» **Task**:
According to the review, where and when was the novella first published?

» **Reading text**:
John Self 

Batlava Lake by Adam Mars-Jones review – Barry no mates

A beautifully constructed novella carefully reveals the failings of a hopelessly unperceptive British army engineer
  
  

Adam Mars-Jones’s Batlava Lake ‘proceeds by what it doesn’t tell us’
Adam Mars-Jones’s Batlava Lake ‘proceeds by what it doesn’t tell us’. Photograph: Sarah Lee/The Guardian

Adam Mars-Jones’s new novella – new to us, that is, as it was first published in Areté magazine in 2017 – is one of those books that proceeds by what it doesn’t tell us. On the one hand, it doesn’t tell us much at all, being fewer than 100 pages long. On the other, narrator Barry Ashton likes to talk a lot, but seems to have trouble getting to the point.

Barry is on the surface a new type of narrator for Mars-Jones: bit of a bloke, an engineer with the British army (“attached to a peacekeeping mission in a hellhole”), oh, and he’s heterosexual too. But scratch his chirpy, guileless, exclamation-mark-spangled exterior (“Often it’s the smallest birds that have the richest song. Making no claims for myself!”) and there are familiar qualities. A fussy meticulousness, like John Cromer in Pilcrow and Cedilla. And a refusal to see what’s under his nose, like Colin in Box Hill.

Barry wants to tell us about his time in Pristina, Kosovo, in 1999, but gets bogged down in secondary information about seeing Kate Adie in a hotel, or a disastrous amateur boatbuilding competition, or (yuk) his surprising sex life during his failed marriage to Carol. (“Nothing wrong with a nice creamy korma, but sometimes – you just feel like a vindaloo. Tell me I’m wrong! Burnt tongue and not minding.”)

» **Provided information**:
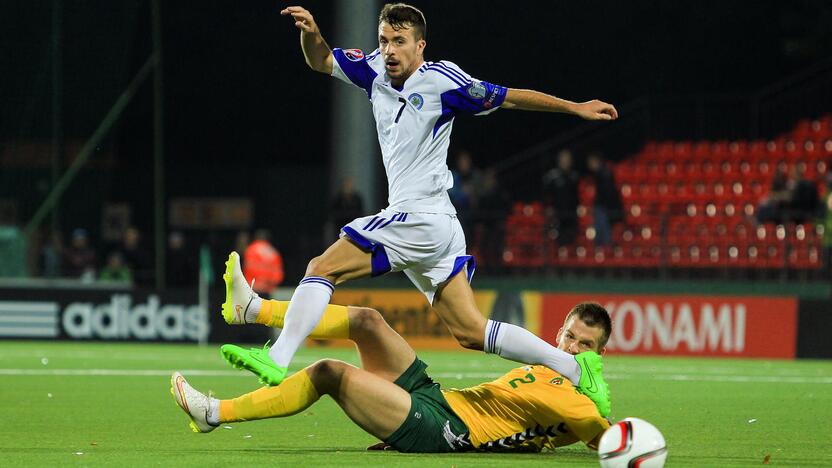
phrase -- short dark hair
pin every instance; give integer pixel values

--

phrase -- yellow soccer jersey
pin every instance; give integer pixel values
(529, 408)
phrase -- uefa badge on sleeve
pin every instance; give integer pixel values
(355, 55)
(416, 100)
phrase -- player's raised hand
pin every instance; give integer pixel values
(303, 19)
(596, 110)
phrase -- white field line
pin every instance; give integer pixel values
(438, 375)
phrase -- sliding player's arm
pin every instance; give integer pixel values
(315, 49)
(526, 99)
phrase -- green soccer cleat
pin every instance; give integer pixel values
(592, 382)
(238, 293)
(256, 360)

» **Response**:
In Areté magazine in 2017.